BEGIN Data records

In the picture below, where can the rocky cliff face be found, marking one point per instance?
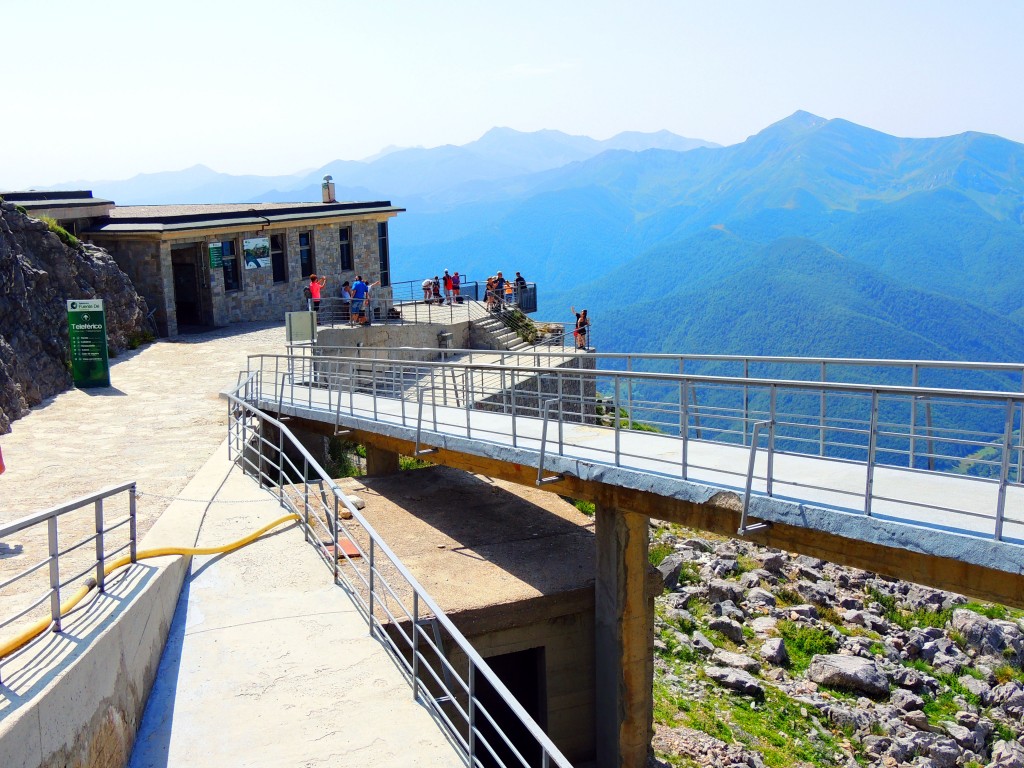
(765, 659)
(38, 273)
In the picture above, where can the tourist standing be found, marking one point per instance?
(360, 292)
(581, 332)
(315, 284)
(448, 287)
(520, 286)
(346, 301)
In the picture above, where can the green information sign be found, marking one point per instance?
(87, 331)
(216, 255)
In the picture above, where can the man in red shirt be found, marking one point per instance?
(314, 286)
(448, 287)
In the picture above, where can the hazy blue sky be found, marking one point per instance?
(110, 88)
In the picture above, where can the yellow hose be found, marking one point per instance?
(42, 625)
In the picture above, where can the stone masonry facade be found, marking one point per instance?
(148, 262)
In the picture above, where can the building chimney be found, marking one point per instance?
(328, 188)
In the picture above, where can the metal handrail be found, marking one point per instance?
(751, 360)
(50, 517)
(517, 391)
(381, 592)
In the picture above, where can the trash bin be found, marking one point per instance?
(445, 340)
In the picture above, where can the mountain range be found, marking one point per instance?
(813, 237)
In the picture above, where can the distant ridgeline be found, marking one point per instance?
(814, 237)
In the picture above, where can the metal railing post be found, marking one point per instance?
(337, 538)
(373, 384)
(512, 404)
(471, 715)
(98, 511)
(684, 417)
(752, 459)
(1000, 503)
(629, 393)
(416, 645)
(871, 443)
(51, 534)
(914, 378)
(821, 413)
(747, 399)
(373, 586)
(615, 396)
(281, 466)
(305, 499)
(132, 524)
(771, 439)
(561, 416)
(931, 441)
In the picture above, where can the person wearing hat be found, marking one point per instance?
(448, 287)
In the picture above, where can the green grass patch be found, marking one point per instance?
(943, 707)
(745, 563)
(411, 462)
(1006, 673)
(588, 508)
(908, 620)
(66, 237)
(776, 727)
(341, 459)
(658, 552)
(828, 613)
(989, 610)
(690, 573)
(803, 643)
(786, 597)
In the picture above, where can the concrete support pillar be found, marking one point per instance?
(624, 637)
(381, 462)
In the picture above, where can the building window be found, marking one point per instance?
(382, 252)
(232, 276)
(278, 262)
(346, 248)
(306, 260)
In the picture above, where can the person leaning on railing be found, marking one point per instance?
(582, 328)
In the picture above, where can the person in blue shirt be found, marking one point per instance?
(360, 293)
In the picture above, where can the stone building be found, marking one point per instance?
(204, 265)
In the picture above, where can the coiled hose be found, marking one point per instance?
(29, 634)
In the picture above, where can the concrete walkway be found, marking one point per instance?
(268, 664)
(944, 515)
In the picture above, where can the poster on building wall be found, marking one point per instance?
(87, 334)
(256, 252)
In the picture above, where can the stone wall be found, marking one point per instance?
(577, 395)
(38, 274)
(258, 298)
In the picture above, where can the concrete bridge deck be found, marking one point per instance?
(268, 663)
(914, 513)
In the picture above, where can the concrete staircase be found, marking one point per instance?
(500, 335)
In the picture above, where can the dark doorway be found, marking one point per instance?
(523, 674)
(186, 294)
(190, 288)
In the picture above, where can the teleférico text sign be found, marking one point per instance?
(87, 332)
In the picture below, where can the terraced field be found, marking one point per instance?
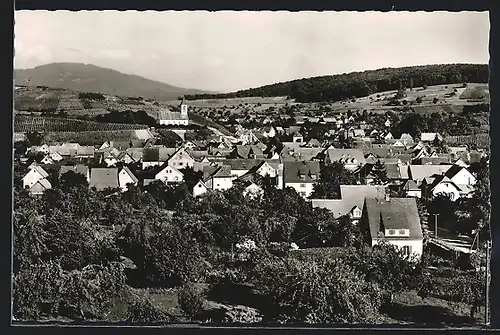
(25, 123)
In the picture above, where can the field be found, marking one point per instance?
(90, 137)
(75, 104)
(24, 123)
(448, 100)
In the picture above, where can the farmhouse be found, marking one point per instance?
(168, 117)
(301, 176)
(394, 220)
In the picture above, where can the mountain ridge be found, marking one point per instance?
(92, 78)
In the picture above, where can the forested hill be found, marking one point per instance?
(360, 84)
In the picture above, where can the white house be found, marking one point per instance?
(125, 177)
(301, 176)
(181, 159)
(34, 174)
(218, 178)
(169, 174)
(253, 190)
(395, 221)
(56, 157)
(460, 175)
(440, 185)
(167, 117)
(199, 189)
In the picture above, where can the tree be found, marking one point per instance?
(319, 291)
(190, 300)
(34, 138)
(331, 177)
(379, 173)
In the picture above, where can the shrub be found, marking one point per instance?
(142, 310)
(190, 300)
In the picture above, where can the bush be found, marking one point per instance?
(142, 310)
(190, 300)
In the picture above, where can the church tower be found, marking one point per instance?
(183, 108)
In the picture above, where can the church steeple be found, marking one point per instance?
(183, 107)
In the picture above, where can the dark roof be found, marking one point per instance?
(157, 154)
(238, 164)
(410, 185)
(134, 178)
(78, 168)
(102, 178)
(293, 171)
(397, 213)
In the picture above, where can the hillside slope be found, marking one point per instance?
(91, 78)
(361, 84)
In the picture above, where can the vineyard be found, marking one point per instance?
(24, 123)
(89, 137)
(481, 140)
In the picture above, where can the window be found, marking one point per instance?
(406, 250)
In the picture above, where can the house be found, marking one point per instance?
(301, 176)
(181, 159)
(168, 174)
(251, 189)
(313, 143)
(34, 174)
(461, 175)
(125, 158)
(440, 185)
(238, 166)
(39, 187)
(351, 158)
(411, 189)
(168, 117)
(356, 133)
(419, 172)
(199, 189)
(351, 201)
(46, 160)
(56, 157)
(78, 169)
(247, 151)
(156, 156)
(273, 170)
(395, 221)
(126, 177)
(388, 136)
(102, 178)
(268, 132)
(429, 137)
(218, 178)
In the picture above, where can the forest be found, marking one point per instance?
(360, 84)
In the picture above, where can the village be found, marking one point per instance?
(171, 178)
(412, 168)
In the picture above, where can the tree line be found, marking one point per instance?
(359, 84)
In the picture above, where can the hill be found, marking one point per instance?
(29, 123)
(361, 84)
(91, 78)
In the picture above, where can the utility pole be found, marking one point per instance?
(435, 225)
(487, 297)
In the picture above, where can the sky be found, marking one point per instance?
(228, 51)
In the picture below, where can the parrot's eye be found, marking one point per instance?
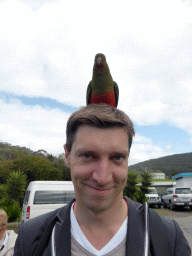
(99, 60)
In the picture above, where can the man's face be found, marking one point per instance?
(99, 163)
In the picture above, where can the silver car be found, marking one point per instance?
(153, 198)
(177, 197)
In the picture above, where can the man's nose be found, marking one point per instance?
(103, 172)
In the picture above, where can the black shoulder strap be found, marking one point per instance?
(159, 242)
(46, 236)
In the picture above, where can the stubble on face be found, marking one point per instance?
(90, 147)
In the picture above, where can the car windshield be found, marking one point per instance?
(53, 197)
(182, 191)
(153, 191)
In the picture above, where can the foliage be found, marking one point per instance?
(35, 167)
(132, 190)
(15, 186)
(179, 162)
(172, 173)
(12, 209)
(140, 197)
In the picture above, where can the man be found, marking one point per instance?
(7, 237)
(100, 221)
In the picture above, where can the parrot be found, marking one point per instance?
(102, 88)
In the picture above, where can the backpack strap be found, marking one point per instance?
(159, 242)
(46, 236)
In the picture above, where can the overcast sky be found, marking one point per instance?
(47, 51)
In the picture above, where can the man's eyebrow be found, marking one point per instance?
(122, 153)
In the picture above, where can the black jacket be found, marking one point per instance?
(165, 236)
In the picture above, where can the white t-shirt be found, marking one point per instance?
(82, 240)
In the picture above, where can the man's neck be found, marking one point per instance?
(88, 218)
(99, 228)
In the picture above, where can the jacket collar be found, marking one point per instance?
(135, 230)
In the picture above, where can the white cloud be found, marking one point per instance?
(47, 49)
(33, 127)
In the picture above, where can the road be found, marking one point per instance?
(183, 218)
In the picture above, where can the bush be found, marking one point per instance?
(12, 209)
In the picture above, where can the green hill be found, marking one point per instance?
(168, 164)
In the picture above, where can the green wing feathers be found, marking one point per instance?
(116, 89)
(89, 90)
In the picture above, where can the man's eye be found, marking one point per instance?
(118, 158)
(87, 156)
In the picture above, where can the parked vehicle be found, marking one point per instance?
(45, 196)
(153, 198)
(177, 197)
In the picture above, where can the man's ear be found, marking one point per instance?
(67, 157)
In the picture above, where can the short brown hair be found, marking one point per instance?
(101, 116)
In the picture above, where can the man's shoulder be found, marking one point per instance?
(41, 220)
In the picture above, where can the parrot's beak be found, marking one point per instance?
(99, 60)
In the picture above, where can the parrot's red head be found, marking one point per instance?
(100, 62)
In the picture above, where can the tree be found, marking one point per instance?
(173, 172)
(131, 185)
(15, 186)
(12, 193)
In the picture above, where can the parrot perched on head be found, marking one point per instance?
(102, 88)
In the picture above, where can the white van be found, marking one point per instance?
(45, 196)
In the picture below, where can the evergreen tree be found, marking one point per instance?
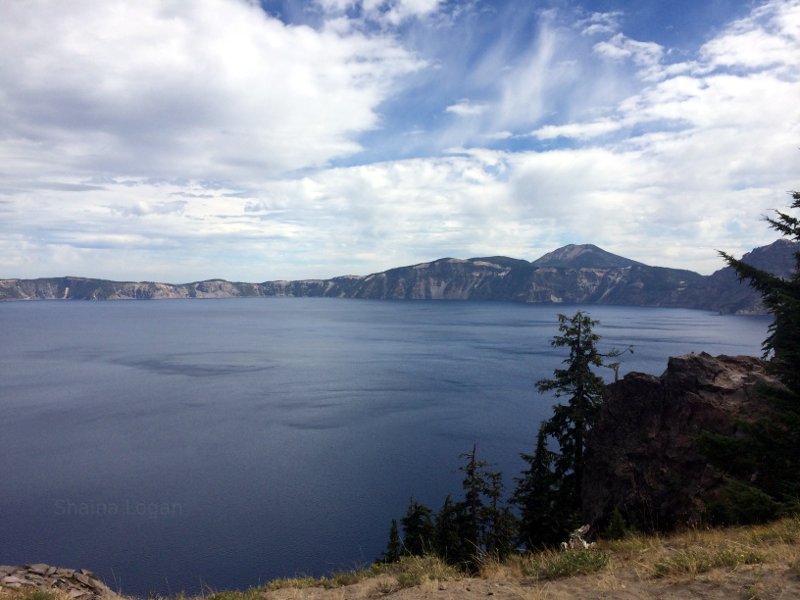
(394, 547)
(501, 527)
(549, 492)
(451, 534)
(544, 519)
(475, 487)
(419, 532)
(763, 466)
(782, 299)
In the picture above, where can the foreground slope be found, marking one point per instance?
(745, 562)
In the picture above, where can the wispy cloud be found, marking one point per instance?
(148, 141)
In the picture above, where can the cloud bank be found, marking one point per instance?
(181, 141)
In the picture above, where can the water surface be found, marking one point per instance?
(170, 445)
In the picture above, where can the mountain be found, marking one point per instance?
(574, 274)
(584, 256)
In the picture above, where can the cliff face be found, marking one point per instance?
(582, 274)
(643, 456)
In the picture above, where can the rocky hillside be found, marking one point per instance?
(575, 274)
(643, 455)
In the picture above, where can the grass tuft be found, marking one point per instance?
(553, 564)
(697, 559)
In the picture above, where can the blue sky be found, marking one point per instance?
(176, 141)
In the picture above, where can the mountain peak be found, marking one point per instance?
(577, 256)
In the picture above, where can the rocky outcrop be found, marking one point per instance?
(574, 274)
(76, 585)
(643, 456)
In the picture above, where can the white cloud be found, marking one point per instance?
(646, 55)
(767, 38)
(580, 131)
(390, 13)
(600, 23)
(207, 89)
(465, 108)
(149, 141)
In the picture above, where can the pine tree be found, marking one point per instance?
(419, 532)
(475, 486)
(394, 547)
(782, 299)
(763, 464)
(544, 520)
(549, 492)
(451, 534)
(584, 391)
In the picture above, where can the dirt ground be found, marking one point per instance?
(746, 583)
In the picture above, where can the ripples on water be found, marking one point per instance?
(173, 444)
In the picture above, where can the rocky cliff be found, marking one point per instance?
(574, 274)
(643, 455)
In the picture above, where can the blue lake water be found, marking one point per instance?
(190, 444)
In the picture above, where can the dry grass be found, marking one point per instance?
(743, 562)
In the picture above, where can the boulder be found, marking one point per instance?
(81, 584)
(643, 457)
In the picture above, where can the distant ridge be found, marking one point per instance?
(584, 256)
(574, 274)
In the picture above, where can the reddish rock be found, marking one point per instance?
(643, 454)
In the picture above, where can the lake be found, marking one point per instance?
(192, 444)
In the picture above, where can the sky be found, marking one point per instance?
(178, 141)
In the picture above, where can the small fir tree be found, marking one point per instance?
(394, 547)
(419, 532)
(549, 493)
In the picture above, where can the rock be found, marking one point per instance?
(81, 584)
(642, 456)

END Data records

- [Required work]: Your task is to output exactly the lines running from the one with "In the picture above, where can the blue lake" through the final line of the material above, with both ends included.

- [Task output]:
In the picture above, where can the blue lake water be found, marking one point per instance?
(190, 444)
In the picture above, where can the dry grass be found, marking one point per instance?
(743, 562)
In the picture above, where can the boulder be found, marking one point per instance?
(81, 584)
(643, 457)
In the picture above, where can the distant ridge be found, marking one point per instance?
(584, 256)
(574, 274)
In the picture above, where can the reddish rock be found, marking one point per instance?
(643, 454)
In the picture above, where can the lake be found, marking one point per instance?
(192, 444)
In the picture above, where can the sky be found, marking one point per instance?
(178, 141)
In the picture above, where can the small fir tree be found, marking one point per instance?
(394, 547)
(419, 532)
(549, 493)
In the picture above, where can the rock be found, marking one point per instance?
(81, 584)
(642, 456)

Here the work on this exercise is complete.